Work to be completed →
Would you copy out each line of the records below that includes the word "positive"?

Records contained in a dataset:
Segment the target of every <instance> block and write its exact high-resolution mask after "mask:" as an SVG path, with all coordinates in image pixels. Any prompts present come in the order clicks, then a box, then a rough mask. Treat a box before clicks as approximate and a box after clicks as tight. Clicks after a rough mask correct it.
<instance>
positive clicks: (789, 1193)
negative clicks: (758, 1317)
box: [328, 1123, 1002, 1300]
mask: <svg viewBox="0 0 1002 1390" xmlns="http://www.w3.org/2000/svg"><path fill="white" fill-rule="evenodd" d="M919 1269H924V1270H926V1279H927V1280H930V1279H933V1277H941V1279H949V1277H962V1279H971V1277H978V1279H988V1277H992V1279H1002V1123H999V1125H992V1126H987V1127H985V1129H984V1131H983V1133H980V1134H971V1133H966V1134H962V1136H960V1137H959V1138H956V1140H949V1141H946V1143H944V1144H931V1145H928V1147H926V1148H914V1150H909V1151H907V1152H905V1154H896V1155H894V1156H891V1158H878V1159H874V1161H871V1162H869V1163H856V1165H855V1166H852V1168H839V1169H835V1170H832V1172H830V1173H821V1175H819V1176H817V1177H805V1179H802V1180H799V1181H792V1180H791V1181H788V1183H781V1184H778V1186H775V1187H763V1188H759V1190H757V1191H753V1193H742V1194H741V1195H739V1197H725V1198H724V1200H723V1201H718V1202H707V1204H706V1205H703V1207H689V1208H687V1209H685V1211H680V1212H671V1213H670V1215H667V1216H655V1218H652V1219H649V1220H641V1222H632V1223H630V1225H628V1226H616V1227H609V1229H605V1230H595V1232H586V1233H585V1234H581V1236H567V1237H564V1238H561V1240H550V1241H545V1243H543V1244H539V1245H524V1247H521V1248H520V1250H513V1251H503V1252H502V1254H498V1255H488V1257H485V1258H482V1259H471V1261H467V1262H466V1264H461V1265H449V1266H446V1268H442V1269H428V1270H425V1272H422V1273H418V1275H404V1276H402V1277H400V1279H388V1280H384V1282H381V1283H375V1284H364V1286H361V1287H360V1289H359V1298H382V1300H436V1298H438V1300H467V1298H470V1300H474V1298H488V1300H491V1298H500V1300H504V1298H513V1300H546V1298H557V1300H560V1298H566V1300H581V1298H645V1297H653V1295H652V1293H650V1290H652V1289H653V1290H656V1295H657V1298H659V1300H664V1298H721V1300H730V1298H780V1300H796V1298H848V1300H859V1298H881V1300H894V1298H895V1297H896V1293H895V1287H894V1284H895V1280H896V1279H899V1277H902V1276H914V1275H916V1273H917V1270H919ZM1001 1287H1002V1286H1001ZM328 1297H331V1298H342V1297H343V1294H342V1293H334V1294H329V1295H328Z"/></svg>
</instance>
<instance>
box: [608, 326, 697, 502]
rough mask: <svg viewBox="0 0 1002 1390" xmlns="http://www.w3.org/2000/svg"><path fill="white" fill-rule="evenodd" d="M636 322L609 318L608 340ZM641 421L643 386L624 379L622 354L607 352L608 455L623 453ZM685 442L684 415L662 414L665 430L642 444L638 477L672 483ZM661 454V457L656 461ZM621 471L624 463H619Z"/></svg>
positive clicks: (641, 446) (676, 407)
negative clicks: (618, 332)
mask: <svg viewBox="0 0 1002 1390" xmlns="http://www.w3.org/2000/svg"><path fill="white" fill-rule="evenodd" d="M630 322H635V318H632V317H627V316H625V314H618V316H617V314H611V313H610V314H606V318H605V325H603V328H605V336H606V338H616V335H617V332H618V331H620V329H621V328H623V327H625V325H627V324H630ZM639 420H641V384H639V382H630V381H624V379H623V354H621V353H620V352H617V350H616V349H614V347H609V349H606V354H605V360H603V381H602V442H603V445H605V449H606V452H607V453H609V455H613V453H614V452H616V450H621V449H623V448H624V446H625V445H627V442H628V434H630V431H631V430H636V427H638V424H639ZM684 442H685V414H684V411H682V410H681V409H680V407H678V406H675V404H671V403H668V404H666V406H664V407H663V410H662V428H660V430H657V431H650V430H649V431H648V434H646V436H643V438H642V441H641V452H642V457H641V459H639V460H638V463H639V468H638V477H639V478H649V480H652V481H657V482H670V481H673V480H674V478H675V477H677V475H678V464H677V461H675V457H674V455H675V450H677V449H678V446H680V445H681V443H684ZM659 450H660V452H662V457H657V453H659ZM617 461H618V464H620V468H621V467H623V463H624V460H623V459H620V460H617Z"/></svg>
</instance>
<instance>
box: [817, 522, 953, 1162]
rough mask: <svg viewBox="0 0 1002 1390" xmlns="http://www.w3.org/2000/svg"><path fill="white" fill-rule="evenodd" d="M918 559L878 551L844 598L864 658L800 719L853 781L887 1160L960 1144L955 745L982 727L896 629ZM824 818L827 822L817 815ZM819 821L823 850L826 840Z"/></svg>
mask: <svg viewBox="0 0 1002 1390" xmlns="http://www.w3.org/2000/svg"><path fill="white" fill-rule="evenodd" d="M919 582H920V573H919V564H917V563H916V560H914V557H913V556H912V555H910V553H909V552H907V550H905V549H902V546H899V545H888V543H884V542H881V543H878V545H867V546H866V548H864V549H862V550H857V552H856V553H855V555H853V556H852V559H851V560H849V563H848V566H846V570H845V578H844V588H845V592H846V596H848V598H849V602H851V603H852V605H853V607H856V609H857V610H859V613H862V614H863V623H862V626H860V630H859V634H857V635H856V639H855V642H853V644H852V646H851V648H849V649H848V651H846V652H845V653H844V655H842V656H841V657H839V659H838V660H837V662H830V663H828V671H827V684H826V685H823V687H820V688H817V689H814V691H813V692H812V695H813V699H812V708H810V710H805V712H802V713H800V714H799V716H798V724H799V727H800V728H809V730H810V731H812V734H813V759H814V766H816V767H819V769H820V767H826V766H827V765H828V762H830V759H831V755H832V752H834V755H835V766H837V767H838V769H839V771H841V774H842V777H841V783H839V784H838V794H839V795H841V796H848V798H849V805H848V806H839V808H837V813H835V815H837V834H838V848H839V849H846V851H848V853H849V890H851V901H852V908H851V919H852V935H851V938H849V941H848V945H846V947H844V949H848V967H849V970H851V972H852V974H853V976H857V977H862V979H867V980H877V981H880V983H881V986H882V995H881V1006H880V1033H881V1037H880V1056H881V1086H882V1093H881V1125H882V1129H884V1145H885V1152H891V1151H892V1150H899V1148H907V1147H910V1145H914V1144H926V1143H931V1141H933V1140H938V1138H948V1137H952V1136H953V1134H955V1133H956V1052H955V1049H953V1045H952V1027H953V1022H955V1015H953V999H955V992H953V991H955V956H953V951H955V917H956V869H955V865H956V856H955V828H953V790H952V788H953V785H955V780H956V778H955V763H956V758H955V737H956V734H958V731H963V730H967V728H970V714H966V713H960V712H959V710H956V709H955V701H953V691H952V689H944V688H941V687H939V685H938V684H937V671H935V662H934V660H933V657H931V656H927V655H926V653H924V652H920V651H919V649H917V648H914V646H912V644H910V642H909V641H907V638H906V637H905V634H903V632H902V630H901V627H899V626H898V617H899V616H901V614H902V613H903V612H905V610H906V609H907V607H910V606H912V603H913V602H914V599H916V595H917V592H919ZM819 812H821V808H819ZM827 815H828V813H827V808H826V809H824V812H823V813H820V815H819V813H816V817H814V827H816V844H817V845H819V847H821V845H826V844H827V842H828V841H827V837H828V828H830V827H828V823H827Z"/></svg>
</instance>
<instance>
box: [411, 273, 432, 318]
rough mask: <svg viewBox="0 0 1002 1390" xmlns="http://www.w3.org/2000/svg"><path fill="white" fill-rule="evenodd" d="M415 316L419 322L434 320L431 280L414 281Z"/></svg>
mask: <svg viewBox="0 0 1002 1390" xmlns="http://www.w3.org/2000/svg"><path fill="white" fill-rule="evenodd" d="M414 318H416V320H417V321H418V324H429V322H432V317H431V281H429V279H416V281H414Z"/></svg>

Your response →
positive clicks: (789, 1193)
positive clicks: (641, 446) (676, 407)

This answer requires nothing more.